======== Input data ========
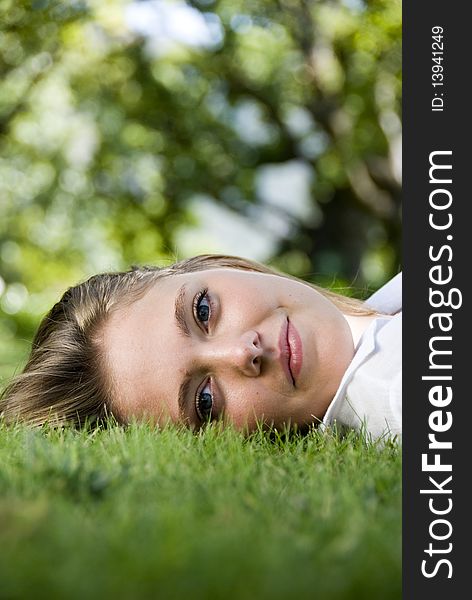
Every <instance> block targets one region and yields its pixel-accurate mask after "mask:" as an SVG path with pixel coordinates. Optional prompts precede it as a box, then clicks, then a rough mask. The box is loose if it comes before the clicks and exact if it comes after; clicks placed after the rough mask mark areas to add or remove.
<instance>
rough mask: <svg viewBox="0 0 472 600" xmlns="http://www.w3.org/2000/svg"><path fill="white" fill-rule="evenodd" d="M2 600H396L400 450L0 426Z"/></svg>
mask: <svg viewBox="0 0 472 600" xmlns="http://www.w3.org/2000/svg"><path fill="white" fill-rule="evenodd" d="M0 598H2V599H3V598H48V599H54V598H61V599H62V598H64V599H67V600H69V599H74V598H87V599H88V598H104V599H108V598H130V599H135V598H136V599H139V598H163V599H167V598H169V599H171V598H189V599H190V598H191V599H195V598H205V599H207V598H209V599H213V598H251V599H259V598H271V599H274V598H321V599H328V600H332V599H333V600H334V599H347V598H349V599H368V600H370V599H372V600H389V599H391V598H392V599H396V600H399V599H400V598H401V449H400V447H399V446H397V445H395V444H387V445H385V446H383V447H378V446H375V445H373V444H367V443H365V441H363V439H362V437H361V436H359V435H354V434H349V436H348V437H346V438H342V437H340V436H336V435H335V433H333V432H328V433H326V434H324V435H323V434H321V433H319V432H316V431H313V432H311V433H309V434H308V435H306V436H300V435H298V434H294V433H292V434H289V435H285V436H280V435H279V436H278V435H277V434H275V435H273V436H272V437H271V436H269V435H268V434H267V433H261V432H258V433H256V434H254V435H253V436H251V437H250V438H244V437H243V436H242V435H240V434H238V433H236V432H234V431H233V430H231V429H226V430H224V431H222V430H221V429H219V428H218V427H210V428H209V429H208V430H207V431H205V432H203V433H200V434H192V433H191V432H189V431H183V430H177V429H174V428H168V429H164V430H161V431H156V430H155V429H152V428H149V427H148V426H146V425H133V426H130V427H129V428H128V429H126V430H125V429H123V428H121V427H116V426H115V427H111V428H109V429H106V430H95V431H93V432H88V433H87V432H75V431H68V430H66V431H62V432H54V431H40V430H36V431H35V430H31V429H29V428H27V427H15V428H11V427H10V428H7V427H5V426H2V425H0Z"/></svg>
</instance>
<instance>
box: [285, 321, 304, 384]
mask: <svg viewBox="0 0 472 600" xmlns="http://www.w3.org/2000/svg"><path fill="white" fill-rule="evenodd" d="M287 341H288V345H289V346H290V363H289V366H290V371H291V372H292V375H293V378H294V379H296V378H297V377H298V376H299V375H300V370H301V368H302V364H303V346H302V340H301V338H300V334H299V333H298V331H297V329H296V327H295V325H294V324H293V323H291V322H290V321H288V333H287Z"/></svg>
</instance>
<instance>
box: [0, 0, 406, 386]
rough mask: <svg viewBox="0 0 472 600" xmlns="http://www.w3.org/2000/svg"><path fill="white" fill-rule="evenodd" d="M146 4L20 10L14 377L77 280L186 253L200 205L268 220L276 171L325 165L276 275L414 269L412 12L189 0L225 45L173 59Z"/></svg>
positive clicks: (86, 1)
========
### Brief
Copy out each line of the records that contains the string "rough".

### Your solution
Every <instance> block targets one region and yields its pixel-accurate mask after "mask:" as an SVG path with pixel coordinates. Optional prompts precede it as a box, then clicks, then a rough mask. The box is loose if it comes before the clicks and exact if it comes after; clicks placed after the rough mask mark areas to add or remove.
rough mask: <svg viewBox="0 0 472 600" xmlns="http://www.w3.org/2000/svg"><path fill="white" fill-rule="evenodd" d="M2 600H396L400 450L0 426Z"/></svg>
rough mask: <svg viewBox="0 0 472 600" xmlns="http://www.w3.org/2000/svg"><path fill="white" fill-rule="evenodd" d="M146 4L20 10L14 377L77 280L186 253L200 205L268 220L276 171L325 165L276 275L414 269L412 12L189 0L225 45L173 59Z"/></svg>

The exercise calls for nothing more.